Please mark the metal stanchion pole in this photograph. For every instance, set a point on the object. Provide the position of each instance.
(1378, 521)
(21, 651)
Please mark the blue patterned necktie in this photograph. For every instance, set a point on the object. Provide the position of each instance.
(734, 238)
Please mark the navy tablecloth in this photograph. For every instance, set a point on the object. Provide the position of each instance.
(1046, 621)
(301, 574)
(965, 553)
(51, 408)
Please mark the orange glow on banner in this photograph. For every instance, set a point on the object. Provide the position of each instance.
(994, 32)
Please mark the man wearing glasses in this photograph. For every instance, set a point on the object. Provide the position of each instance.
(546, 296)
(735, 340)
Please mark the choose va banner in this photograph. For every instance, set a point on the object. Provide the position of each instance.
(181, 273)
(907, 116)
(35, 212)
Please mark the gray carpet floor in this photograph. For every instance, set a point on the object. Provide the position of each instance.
------------------------------------
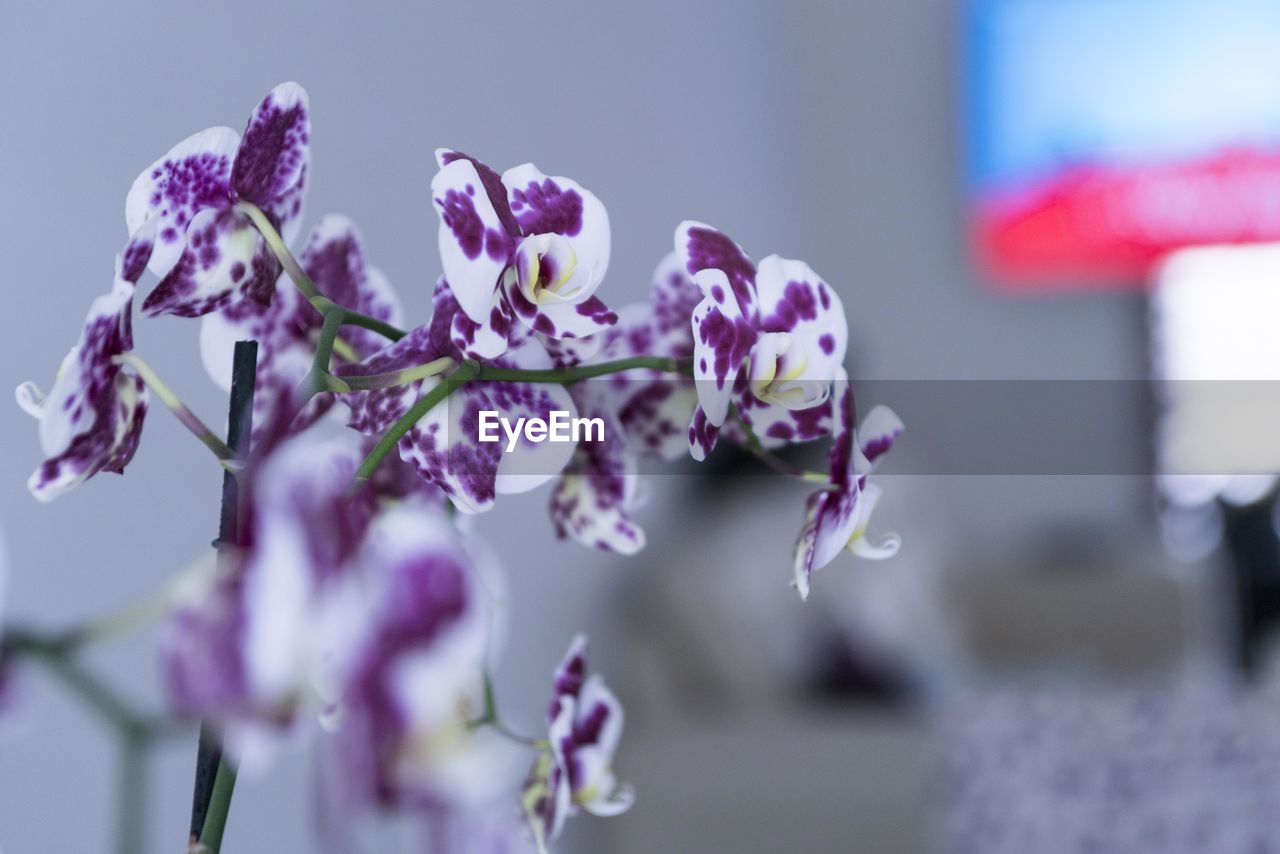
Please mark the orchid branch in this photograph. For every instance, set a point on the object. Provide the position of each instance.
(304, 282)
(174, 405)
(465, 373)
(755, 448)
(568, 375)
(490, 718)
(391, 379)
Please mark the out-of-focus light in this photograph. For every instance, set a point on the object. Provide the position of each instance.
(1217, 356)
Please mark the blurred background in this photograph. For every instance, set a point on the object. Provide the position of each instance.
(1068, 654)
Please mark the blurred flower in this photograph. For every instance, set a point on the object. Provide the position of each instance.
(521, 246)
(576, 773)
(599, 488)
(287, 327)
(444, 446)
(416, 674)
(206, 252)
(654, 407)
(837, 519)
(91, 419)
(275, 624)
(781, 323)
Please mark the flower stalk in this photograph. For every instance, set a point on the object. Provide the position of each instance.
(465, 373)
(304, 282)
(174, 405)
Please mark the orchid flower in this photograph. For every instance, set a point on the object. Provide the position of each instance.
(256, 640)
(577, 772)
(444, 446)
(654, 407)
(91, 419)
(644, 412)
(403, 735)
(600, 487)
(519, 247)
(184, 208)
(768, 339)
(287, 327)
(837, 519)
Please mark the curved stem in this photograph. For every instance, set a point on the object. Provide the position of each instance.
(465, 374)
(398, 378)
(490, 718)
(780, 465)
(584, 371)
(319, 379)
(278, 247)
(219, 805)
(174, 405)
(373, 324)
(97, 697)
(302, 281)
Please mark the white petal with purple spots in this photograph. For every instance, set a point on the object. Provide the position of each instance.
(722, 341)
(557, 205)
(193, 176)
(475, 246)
------------------------------------
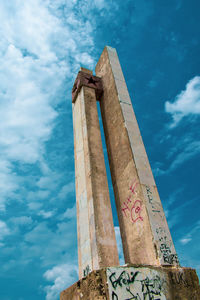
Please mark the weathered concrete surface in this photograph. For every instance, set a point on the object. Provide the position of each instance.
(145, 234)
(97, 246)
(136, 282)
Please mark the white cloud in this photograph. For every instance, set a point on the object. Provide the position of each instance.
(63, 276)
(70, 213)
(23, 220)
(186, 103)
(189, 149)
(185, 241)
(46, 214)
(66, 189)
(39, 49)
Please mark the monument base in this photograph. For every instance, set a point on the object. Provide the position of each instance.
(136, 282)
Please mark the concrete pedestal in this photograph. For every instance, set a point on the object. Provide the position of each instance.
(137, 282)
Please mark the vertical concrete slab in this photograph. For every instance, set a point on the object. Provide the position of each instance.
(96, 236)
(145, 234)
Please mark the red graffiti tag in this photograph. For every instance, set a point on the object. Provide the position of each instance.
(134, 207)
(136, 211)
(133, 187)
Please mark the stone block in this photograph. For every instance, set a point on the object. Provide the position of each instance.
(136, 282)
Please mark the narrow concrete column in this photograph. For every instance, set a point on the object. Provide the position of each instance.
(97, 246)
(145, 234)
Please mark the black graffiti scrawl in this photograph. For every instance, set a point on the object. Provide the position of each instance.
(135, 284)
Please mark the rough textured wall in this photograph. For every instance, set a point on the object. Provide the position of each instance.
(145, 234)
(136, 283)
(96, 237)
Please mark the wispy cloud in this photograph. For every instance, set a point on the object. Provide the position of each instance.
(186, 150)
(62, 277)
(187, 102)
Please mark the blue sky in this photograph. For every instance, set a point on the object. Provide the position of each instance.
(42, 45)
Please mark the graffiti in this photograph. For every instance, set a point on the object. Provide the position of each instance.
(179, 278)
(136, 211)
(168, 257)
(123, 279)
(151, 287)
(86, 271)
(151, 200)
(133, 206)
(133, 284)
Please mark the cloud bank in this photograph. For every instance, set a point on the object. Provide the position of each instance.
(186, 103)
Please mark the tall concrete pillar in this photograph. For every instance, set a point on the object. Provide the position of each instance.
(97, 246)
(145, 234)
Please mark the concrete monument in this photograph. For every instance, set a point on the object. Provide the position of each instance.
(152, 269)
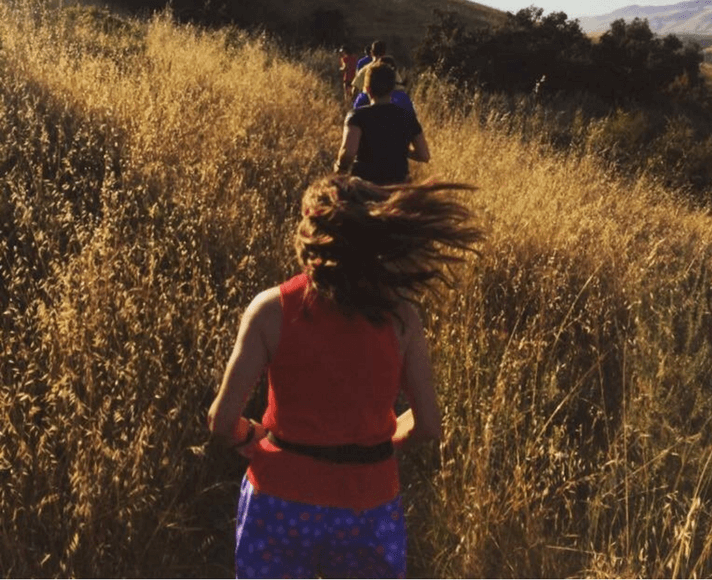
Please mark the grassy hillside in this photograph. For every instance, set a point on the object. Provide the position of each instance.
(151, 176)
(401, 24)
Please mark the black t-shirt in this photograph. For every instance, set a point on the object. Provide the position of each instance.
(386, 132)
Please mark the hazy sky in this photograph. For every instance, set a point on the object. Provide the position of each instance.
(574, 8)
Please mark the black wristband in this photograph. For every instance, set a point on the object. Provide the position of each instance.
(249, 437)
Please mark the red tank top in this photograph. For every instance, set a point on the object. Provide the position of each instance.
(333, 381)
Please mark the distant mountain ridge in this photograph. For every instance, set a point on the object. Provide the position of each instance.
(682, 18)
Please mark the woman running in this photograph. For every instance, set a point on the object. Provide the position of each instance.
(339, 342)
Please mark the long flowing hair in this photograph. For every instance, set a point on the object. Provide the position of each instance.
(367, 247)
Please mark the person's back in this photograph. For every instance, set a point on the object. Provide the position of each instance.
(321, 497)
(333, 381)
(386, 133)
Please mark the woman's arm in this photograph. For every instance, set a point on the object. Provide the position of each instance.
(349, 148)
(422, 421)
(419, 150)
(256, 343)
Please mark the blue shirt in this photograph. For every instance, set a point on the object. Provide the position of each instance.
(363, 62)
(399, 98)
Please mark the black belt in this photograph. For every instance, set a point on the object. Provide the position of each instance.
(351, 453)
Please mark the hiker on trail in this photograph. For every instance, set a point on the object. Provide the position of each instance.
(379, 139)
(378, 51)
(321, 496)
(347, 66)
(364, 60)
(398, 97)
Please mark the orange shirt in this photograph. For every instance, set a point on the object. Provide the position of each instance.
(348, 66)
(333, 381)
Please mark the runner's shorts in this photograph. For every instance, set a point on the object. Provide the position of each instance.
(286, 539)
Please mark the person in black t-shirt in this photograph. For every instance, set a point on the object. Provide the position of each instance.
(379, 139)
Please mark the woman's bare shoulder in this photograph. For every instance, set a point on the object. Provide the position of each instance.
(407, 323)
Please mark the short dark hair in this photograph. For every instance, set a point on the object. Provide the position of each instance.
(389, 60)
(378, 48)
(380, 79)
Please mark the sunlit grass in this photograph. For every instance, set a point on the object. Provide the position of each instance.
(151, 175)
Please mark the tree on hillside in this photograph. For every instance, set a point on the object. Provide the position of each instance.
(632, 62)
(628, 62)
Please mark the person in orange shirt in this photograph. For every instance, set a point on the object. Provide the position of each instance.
------------------------------------
§ **The task**:
Can you extract every line in the listing above that contains the word "graffiti", copying each line in full?

§ **Task output**:
Please mark the red graffiti tag in this photograph. For every instance, set a point on the object. Provide the position of each instance.
Please mark the black graffiti scrawl in this photograph. For every instance, set a point on the object. Provide the position of each instance.
Please mark the graffiti in this photograph. For every instance, set a point on the object. Provide the position of each instance.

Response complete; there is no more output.